The exercise:
List every line in the rows below that contains the word "hand", copying each line in full.

Dataset records:
▬▬▬

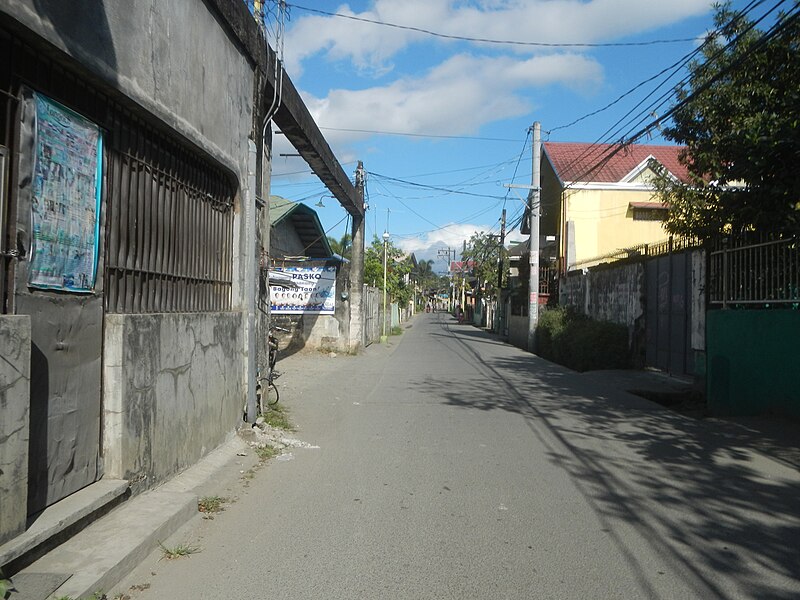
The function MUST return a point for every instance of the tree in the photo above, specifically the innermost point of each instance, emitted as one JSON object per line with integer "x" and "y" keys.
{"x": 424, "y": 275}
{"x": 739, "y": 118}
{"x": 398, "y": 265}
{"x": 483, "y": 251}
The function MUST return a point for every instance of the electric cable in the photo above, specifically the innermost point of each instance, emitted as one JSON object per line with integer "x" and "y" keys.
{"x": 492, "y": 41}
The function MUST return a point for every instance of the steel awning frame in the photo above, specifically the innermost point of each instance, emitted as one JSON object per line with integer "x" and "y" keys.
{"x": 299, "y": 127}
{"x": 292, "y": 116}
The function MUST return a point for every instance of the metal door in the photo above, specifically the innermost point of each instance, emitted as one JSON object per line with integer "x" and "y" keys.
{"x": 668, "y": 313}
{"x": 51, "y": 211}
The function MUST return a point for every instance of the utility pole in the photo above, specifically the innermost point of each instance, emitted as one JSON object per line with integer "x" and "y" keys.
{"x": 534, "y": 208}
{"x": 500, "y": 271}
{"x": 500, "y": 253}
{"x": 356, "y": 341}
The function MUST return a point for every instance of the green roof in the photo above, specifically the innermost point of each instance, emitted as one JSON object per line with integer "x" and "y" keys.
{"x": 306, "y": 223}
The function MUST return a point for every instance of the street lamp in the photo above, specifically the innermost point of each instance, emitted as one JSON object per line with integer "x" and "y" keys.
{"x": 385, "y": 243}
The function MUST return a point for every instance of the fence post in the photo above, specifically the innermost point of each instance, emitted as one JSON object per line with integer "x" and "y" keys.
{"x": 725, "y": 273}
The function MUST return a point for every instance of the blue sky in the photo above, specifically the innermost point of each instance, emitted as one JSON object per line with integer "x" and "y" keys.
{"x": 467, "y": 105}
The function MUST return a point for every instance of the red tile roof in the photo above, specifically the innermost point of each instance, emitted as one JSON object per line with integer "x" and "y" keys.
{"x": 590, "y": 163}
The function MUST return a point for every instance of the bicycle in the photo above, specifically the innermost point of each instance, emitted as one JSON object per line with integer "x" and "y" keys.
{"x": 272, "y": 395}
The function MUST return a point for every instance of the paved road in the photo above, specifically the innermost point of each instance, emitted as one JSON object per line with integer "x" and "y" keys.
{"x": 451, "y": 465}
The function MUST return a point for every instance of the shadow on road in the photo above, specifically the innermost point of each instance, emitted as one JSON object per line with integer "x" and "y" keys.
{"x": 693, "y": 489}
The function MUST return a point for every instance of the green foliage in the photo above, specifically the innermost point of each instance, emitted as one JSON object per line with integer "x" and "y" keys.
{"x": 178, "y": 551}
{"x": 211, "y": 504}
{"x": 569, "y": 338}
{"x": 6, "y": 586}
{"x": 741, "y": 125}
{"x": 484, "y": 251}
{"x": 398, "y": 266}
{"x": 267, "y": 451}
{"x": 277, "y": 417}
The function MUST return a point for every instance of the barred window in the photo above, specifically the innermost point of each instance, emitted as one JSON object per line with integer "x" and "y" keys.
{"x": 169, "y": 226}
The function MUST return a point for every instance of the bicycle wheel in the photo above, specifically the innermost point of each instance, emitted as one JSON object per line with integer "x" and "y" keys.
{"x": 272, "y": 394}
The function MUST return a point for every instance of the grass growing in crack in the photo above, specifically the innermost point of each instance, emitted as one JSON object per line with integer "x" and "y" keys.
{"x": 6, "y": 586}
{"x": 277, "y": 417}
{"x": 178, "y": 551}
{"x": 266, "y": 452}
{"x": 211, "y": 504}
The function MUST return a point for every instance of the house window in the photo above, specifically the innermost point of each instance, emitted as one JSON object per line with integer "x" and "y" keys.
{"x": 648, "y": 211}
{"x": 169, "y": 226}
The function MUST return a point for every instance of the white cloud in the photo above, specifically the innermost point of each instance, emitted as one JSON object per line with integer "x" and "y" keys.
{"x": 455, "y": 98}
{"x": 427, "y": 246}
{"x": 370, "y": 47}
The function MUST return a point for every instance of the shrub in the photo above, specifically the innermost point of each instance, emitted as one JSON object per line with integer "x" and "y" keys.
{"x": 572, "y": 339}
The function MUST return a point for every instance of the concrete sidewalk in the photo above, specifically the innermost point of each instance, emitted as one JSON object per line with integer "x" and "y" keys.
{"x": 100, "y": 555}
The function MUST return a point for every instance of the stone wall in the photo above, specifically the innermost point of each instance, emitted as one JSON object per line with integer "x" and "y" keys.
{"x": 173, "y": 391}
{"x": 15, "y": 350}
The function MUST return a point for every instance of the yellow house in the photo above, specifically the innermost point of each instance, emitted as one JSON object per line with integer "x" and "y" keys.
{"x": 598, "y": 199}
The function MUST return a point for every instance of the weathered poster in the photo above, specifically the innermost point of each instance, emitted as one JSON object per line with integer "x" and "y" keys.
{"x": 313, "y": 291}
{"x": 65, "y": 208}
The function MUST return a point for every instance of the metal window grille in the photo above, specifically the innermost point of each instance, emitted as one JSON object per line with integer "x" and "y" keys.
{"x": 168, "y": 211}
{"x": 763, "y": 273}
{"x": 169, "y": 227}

▬▬▬

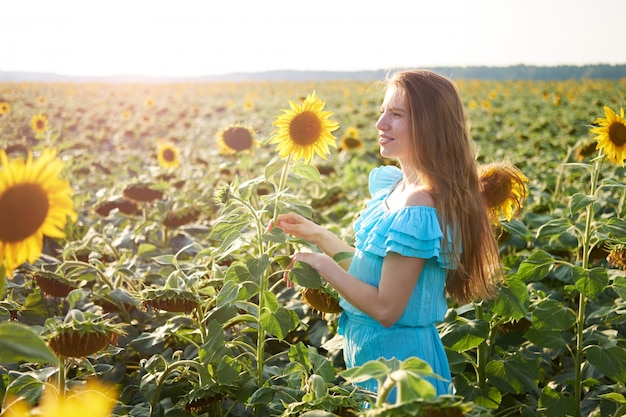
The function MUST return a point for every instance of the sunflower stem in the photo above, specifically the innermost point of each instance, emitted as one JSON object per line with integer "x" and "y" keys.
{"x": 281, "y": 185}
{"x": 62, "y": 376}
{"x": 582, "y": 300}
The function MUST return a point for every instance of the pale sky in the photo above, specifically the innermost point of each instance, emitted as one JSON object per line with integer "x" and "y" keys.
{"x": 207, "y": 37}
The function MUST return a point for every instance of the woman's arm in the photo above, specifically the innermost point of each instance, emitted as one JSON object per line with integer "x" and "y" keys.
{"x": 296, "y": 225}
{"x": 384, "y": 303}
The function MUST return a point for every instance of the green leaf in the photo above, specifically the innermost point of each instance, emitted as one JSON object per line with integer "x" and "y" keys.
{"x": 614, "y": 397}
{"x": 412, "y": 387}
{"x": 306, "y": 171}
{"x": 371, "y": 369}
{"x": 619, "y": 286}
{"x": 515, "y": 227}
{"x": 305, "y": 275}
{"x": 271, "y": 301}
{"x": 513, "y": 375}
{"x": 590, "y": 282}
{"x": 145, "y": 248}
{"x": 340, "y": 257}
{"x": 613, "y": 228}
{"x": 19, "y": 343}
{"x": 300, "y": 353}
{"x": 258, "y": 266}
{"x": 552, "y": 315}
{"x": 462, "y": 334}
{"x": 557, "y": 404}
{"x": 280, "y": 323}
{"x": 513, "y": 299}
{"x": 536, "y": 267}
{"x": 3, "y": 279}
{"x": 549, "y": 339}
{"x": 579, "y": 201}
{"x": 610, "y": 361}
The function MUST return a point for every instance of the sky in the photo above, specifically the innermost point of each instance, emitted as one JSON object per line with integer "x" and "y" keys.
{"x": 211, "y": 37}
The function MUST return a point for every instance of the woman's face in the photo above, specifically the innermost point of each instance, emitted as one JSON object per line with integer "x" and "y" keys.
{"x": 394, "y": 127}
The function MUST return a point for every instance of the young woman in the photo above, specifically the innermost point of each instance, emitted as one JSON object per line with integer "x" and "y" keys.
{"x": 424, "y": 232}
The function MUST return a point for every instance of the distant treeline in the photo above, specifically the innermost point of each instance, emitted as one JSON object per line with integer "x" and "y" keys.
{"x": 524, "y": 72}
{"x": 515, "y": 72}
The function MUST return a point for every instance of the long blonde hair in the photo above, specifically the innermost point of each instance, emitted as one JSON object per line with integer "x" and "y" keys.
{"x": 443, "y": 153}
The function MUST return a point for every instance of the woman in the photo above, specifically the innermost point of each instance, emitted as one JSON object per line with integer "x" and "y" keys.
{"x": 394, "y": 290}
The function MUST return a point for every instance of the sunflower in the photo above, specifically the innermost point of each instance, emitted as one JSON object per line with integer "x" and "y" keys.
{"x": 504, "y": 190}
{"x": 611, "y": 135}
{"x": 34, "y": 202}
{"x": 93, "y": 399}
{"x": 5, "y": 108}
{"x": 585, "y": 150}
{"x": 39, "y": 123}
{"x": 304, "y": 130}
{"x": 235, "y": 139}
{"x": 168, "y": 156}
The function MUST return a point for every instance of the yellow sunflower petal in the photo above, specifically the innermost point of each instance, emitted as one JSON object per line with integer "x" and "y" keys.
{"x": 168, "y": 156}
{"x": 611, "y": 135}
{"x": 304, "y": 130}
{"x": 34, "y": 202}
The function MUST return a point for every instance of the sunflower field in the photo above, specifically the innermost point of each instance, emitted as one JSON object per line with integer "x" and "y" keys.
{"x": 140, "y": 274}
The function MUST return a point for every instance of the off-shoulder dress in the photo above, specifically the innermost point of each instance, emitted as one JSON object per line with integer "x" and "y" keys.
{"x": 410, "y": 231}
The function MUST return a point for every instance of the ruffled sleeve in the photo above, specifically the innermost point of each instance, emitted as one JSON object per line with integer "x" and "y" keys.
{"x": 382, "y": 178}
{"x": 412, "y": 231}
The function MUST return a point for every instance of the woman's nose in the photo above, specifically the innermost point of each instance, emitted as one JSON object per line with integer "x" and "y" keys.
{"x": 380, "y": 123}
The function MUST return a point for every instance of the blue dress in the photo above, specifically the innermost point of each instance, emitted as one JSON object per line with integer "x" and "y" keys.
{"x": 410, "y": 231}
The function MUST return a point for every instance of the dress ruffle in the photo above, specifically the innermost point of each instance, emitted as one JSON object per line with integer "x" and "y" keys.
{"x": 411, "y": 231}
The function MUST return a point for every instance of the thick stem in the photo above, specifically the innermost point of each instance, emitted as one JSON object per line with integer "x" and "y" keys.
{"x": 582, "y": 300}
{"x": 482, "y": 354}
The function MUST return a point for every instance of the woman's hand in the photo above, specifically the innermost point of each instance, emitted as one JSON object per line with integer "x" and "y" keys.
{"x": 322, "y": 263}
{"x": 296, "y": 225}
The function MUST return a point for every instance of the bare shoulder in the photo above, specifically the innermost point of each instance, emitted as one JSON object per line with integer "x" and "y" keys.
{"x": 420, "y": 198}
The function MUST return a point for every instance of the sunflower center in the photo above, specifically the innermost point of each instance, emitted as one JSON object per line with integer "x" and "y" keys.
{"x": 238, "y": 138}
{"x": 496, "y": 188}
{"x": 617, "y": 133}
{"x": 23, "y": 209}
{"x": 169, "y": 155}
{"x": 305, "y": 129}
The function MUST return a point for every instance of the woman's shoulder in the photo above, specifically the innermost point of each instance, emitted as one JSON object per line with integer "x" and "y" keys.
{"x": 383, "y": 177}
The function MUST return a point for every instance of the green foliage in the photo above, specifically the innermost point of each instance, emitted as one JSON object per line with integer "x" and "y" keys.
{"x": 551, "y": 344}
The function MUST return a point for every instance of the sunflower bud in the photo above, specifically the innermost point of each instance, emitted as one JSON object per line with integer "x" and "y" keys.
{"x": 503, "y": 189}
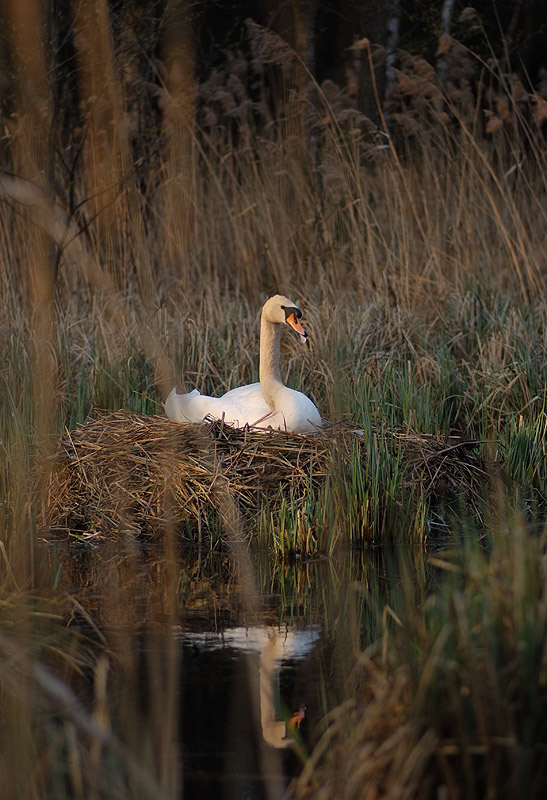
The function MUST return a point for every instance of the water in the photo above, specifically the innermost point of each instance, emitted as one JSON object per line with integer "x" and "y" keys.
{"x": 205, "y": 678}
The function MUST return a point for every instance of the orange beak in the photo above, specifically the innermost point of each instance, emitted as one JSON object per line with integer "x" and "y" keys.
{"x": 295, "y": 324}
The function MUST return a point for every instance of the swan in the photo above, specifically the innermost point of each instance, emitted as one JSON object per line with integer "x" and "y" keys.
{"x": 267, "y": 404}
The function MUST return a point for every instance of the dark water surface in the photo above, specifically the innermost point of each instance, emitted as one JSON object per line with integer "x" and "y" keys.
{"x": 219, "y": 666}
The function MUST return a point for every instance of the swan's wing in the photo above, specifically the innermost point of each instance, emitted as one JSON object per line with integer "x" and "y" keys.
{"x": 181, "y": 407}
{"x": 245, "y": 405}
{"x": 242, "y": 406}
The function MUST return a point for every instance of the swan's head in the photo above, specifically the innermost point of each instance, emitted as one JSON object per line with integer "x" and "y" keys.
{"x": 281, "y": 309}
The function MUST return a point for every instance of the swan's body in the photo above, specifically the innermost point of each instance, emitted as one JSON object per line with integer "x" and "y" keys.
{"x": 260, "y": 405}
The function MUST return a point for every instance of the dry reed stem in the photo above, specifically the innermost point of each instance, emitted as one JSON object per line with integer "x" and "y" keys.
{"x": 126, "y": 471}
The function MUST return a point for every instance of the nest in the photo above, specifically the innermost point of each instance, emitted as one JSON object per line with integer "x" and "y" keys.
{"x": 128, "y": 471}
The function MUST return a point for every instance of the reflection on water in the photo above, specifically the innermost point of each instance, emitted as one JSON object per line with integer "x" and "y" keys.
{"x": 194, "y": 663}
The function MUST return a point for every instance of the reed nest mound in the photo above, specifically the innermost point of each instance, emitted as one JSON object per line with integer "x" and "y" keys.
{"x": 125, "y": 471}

▬▬▬

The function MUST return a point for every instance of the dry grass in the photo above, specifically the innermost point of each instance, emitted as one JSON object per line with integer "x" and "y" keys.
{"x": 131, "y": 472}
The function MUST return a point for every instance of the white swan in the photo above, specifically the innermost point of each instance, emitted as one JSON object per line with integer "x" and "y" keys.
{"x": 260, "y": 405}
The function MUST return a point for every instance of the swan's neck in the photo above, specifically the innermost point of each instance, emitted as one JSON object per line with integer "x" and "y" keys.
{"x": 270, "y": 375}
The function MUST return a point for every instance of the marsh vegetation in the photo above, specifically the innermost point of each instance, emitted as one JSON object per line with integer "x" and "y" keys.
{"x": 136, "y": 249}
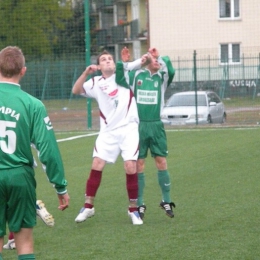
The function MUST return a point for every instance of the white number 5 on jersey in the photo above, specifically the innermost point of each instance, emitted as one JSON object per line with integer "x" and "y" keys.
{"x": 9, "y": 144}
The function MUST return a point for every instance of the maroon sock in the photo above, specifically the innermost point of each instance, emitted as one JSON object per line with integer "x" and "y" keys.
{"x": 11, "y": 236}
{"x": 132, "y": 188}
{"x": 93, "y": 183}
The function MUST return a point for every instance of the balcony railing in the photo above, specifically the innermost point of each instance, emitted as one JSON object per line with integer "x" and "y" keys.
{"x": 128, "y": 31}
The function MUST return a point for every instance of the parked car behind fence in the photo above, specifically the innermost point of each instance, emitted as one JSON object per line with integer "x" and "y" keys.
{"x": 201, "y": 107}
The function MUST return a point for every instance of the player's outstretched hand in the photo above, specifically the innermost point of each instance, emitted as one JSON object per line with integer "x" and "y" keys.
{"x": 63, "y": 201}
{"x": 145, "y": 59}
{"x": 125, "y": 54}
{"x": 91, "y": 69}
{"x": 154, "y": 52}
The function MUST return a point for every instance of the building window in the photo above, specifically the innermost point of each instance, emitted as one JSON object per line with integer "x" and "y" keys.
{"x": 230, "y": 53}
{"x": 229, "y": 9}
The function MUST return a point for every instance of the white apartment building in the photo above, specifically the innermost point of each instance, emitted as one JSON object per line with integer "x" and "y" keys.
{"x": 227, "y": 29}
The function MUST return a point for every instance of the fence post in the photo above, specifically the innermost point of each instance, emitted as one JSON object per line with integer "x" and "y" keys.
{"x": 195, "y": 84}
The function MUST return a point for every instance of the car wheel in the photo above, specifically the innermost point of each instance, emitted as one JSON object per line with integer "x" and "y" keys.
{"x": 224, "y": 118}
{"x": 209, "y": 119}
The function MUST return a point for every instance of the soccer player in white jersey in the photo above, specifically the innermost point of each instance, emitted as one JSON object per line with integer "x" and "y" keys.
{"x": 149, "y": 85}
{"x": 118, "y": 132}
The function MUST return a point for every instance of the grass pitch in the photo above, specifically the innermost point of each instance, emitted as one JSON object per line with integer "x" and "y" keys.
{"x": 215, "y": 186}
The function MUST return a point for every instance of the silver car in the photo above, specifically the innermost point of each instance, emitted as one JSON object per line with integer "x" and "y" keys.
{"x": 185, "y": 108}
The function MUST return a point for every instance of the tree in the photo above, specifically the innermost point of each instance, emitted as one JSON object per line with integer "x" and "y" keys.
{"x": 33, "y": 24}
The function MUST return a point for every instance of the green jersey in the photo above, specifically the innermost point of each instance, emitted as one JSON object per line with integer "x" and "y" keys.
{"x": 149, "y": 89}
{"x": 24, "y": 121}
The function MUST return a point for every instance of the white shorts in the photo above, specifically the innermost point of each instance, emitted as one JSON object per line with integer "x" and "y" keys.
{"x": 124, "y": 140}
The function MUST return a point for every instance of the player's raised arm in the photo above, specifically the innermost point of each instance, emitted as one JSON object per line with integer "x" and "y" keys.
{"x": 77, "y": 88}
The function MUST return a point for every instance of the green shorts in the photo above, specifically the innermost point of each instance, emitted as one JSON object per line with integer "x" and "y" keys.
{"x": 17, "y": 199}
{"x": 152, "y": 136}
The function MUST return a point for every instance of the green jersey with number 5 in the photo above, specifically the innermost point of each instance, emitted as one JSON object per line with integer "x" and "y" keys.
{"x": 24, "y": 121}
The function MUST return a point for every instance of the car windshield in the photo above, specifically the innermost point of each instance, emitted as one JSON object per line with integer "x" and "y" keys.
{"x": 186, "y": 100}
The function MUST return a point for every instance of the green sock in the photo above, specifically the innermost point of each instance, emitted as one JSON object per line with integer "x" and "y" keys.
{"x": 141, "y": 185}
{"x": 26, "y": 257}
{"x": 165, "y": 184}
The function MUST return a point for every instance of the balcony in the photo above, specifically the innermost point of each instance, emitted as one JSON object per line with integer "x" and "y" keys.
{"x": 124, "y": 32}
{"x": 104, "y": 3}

▬▬▬

Answer to the task:
The function MUST return a point for every instance of the woman's hand in the photo above, specifically the innermost point of each instance, emitted as one JSON object per line with integer "x" and "y" keys.
The function MUST return a point for every instance of the player's outstretched hand in the photo above, specifically the innermost point of each instance, emitted as one JSON object per line with integer "x" and "y" keys.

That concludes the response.